(Dataset entries)
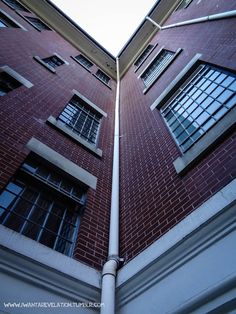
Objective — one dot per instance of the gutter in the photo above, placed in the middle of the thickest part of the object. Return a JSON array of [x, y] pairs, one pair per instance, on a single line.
[[110, 267], [195, 21]]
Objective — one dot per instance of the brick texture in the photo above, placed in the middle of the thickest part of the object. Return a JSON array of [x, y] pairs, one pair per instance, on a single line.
[[154, 198]]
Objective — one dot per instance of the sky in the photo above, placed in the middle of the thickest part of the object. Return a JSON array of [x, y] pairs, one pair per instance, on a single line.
[[109, 22]]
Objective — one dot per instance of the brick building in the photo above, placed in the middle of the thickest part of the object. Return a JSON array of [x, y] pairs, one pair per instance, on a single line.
[[150, 134]]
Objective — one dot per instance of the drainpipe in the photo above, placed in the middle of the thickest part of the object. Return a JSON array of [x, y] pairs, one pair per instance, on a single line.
[[110, 267], [194, 21]]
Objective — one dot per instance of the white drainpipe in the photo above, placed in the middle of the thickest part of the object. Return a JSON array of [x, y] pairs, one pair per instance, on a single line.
[[194, 21], [110, 267]]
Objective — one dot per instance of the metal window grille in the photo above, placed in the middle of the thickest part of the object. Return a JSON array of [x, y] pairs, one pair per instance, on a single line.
[[37, 23], [16, 5], [199, 103], [156, 67], [84, 61], [184, 4], [143, 55], [81, 119], [103, 77], [43, 206], [6, 22], [53, 61], [7, 83]]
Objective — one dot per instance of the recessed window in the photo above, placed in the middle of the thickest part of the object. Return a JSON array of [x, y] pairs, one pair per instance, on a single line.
[[6, 21], [184, 4], [53, 61], [84, 61], [157, 66], [81, 119], [38, 24], [143, 55], [7, 83], [208, 95], [15, 5], [42, 204], [103, 77]]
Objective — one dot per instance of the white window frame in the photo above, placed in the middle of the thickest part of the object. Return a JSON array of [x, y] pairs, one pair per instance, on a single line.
[[61, 126], [216, 132]]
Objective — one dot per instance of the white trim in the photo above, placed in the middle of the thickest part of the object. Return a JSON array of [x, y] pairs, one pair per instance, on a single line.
[[211, 208], [89, 102], [159, 101], [33, 262], [13, 20], [61, 162], [61, 126], [16, 76]]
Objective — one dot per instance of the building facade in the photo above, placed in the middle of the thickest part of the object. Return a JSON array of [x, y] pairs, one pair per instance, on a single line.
[[176, 90]]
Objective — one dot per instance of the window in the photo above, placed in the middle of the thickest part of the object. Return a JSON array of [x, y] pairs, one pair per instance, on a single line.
[[84, 61], [42, 204], [208, 95], [103, 77], [6, 21], [38, 24], [81, 119], [143, 55], [157, 66], [7, 83], [15, 5], [53, 61], [184, 4]]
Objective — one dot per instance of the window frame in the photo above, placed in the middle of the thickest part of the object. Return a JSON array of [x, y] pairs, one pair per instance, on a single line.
[[12, 20], [211, 137], [67, 131], [175, 54], [145, 58], [106, 84], [47, 66], [41, 188], [15, 9]]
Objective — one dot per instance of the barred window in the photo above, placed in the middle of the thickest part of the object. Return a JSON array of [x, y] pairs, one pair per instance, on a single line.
[[6, 21], [81, 119], [7, 83], [199, 103], [143, 55], [15, 5], [37, 23], [53, 61], [157, 66], [103, 77], [84, 61], [40, 203], [184, 4]]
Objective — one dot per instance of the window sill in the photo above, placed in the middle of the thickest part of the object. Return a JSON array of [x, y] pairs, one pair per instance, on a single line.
[[102, 81], [194, 154], [48, 67], [51, 120], [87, 69]]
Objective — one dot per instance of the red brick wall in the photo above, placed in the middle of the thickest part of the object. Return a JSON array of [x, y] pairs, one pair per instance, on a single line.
[[154, 197], [23, 114]]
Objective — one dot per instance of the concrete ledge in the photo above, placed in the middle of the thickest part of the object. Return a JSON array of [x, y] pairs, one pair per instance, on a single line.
[[89, 102], [39, 60], [173, 85], [192, 155], [61, 162], [16, 76], [57, 124]]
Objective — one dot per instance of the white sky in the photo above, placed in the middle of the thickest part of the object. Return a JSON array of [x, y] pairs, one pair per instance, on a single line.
[[110, 22]]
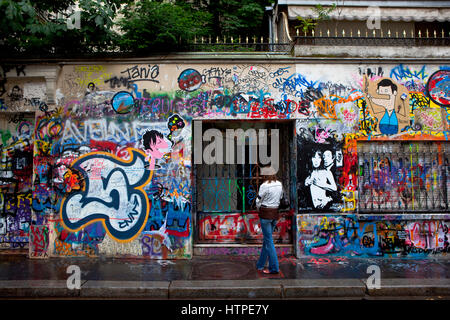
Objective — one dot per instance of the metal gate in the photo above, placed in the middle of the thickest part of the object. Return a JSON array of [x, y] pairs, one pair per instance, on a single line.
[[225, 194]]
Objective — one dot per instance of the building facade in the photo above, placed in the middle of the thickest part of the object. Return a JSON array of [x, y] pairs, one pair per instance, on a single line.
[[162, 157], [120, 163]]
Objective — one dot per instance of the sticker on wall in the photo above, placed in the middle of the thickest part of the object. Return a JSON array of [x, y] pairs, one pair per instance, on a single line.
[[388, 102], [438, 87], [190, 80], [112, 194], [123, 102]]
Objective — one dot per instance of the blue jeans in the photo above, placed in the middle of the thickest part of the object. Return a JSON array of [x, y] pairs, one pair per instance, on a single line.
[[268, 248]]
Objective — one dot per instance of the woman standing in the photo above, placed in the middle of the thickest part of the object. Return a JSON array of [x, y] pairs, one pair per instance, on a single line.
[[267, 202]]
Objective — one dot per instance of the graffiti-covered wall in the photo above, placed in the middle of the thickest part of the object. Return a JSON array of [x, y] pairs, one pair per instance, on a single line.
[[113, 173]]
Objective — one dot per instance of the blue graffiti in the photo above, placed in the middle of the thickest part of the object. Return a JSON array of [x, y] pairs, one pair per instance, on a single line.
[[112, 194]]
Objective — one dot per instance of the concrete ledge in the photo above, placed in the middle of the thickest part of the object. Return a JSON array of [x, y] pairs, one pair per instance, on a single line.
[[125, 289], [312, 288], [36, 289], [411, 287], [225, 289]]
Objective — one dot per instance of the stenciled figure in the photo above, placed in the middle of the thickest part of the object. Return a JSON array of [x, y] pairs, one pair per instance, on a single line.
[[321, 179]]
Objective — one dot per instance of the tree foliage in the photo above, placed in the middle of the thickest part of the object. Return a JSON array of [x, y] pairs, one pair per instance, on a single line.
[[40, 27], [160, 26]]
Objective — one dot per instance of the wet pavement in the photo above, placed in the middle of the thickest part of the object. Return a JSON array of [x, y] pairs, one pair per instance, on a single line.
[[14, 267], [224, 277]]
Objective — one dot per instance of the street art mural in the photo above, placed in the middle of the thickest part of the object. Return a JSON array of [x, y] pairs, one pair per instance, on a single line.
[[107, 170], [373, 236]]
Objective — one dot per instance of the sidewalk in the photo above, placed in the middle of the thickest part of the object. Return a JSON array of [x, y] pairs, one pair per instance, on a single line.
[[225, 277]]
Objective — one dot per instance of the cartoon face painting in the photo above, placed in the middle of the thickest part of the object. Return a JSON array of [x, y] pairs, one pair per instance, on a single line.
[[155, 145]]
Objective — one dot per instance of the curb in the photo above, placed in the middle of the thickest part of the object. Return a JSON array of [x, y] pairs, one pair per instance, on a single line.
[[228, 289]]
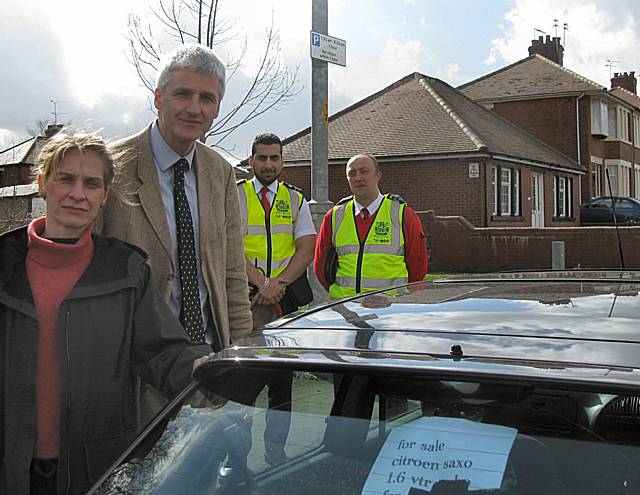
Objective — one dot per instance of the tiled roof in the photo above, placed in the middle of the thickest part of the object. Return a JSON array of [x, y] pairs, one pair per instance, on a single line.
[[533, 76], [26, 152], [421, 116], [628, 96]]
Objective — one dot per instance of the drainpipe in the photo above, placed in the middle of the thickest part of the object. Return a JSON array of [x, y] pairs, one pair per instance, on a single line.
[[578, 141]]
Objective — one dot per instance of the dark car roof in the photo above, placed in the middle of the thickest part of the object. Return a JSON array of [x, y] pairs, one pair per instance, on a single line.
[[564, 320], [635, 200]]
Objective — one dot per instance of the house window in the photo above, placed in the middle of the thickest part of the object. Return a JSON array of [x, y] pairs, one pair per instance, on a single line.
[[613, 122], [612, 180], [599, 117], [563, 197], [622, 131], [494, 181], [595, 180], [506, 191]]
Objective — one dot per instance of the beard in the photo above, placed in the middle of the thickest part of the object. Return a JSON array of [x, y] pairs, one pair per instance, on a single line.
[[268, 180]]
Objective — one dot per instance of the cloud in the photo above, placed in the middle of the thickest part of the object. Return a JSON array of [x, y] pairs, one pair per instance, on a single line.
[[368, 72], [598, 30]]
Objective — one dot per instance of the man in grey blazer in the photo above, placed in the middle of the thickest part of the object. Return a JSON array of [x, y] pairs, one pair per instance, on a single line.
[[190, 86]]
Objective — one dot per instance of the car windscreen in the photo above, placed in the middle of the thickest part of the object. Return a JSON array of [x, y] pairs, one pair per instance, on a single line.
[[260, 430]]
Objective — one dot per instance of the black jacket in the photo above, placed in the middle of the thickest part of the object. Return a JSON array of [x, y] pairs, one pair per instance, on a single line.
[[112, 329]]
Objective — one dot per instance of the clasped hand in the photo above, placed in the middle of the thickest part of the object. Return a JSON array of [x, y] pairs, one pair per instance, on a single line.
[[271, 293]]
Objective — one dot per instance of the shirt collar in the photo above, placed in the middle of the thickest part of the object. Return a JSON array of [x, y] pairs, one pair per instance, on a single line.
[[163, 154], [257, 185], [372, 208]]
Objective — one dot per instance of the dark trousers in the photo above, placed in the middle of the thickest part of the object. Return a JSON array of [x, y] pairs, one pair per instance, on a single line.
[[278, 416], [43, 477]]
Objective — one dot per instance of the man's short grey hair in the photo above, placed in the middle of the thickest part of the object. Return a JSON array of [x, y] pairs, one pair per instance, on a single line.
[[197, 58]]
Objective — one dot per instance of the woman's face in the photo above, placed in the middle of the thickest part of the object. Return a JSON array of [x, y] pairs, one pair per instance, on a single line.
[[75, 194]]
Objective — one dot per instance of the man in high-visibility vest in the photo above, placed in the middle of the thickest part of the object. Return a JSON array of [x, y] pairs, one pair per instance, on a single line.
[[279, 240], [378, 240]]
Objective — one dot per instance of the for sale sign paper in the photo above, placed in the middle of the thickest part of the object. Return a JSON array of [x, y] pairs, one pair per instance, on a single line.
[[430, 449]]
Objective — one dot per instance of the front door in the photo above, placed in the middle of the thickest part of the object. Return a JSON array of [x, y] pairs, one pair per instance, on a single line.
[[537, 200]]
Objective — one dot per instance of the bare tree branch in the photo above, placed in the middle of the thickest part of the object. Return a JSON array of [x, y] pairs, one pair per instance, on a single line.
[[272, 84]]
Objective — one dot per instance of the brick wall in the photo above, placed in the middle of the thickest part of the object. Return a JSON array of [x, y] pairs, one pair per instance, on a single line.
[[551, 120], [456, 246], [445, 187]]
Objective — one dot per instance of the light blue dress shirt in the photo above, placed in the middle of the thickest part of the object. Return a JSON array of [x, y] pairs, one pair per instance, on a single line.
[[165, 157]]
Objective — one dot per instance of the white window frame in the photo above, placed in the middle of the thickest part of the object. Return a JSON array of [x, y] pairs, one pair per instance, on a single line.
[[599, 117], [563, 196], [623, 125], [505, 187], [613, 122], [495, 191], [595, 180]]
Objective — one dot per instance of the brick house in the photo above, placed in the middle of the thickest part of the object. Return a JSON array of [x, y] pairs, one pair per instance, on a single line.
[[596, 127], [443, 152], [16, 162]]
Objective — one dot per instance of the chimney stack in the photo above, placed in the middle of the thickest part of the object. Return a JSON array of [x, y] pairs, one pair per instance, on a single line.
[[548, 48], [624, 80]]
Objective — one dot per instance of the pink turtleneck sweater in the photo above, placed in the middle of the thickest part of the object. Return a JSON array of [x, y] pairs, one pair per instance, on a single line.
[[53, 269]]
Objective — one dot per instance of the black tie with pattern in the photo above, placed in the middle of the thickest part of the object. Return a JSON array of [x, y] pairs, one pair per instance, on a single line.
[[190, 312]]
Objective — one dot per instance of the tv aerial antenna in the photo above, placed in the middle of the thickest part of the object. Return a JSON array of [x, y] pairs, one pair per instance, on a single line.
[[611, 63], [55, 112]]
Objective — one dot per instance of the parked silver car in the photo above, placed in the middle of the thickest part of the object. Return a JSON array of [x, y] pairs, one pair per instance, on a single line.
[[508, 384]]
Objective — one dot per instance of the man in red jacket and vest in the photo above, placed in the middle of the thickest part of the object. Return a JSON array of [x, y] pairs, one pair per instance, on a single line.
[[378, 240]]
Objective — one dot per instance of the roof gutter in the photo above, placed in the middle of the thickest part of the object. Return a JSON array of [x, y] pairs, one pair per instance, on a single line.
[[536, 164]]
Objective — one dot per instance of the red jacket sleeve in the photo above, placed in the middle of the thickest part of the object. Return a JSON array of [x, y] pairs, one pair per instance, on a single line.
[[415, 247], [323, 246]]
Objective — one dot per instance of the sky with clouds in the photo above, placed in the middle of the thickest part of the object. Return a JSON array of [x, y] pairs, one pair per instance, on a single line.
[[74, 52]]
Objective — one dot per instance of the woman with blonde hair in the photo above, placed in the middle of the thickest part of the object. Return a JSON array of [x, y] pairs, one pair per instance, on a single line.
[[79, 325]]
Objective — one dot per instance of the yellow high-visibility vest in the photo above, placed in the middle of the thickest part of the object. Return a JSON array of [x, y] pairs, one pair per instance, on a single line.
[[268, 242], [376, 263]]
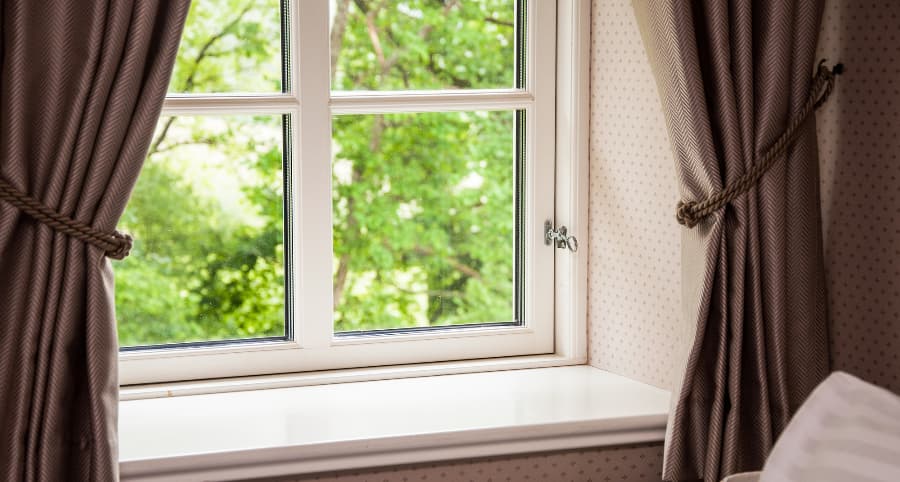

EXERCISE REQUIREMENTS: Could you copy out the entries again, beginning at the line that has "Objective — one dot per instance of the curb" and stopping after the line that has "[[368, 72], [598, 30]]", with the instruction lines kept unchanged and 73 added to every x and y coordinate in the answers? Please leave the pictures out.

RESPONSE TO THE TASK:
Objective — one dot per instance of the curb in the photo above, placed in the middle of the thickest part of the object. Return a JSON array of [x, y] pairs, one pair per instance, on a single line.
[[301, 362]]
Objective — one dot per instance of the tiled roof in the photo above, placed in the middle of the thickest part of the object. Return a JSON array of [x, y] pairs, one pair per instance, on a single line.
[[606, 149], [99, 225], [494, 189], [701, 169]]
Objective — one dot per instance of the drainpipe in the photo above, placed in the middle of the thickest part of the object. Return a JSON array of [x, y] pairs, one pair per instance, on a single line.
[[651, 214]]
Objective — one dot per instance of the dark car roof in the photo above, placed in the middle of the thickest part of the object. Return a JSON array of [x, y] pairs, one pair per instance, on a single line.
[[637, 393], [708, 273]]
Objective — one dot per instance of the house window in the photo above, placed in the middle of the thickest part of the object. Return a JSON array of [x, y] pairs, one pair per instance, on a single line.
[[686, 195], [685, 253], [672, 190], [636, 270], [695, 204], [567, 254], [668, 253], [579, 264]]
Objective — one dot per instance of the beard in the photo above, placed in the middle of the thickest part of the object. Return a JSON array of [x, y] pairs, one pair per instance, on a single line.
[[341, 253]]
Objective — one dot per instance of the cloud in the photo above, placed in the middle of the thickest part of the object. Return a JSON array of [x, y] pairs, one pair per instance, on a single line.
[[441, 145], [671, 103]]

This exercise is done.